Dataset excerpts
*****

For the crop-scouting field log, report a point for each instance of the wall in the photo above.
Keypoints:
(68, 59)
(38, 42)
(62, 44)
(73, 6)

*****

WHAT IS REQUIRED:
Exact repetition of every entry in the data is required.

RESPONSE TO THIS TASK:
For the crop-scouting field log, report a point for each instance of the wall in the photo above.
Keypoints:
(68, 59)
(38, 42)
(62, 44)
(73, 6)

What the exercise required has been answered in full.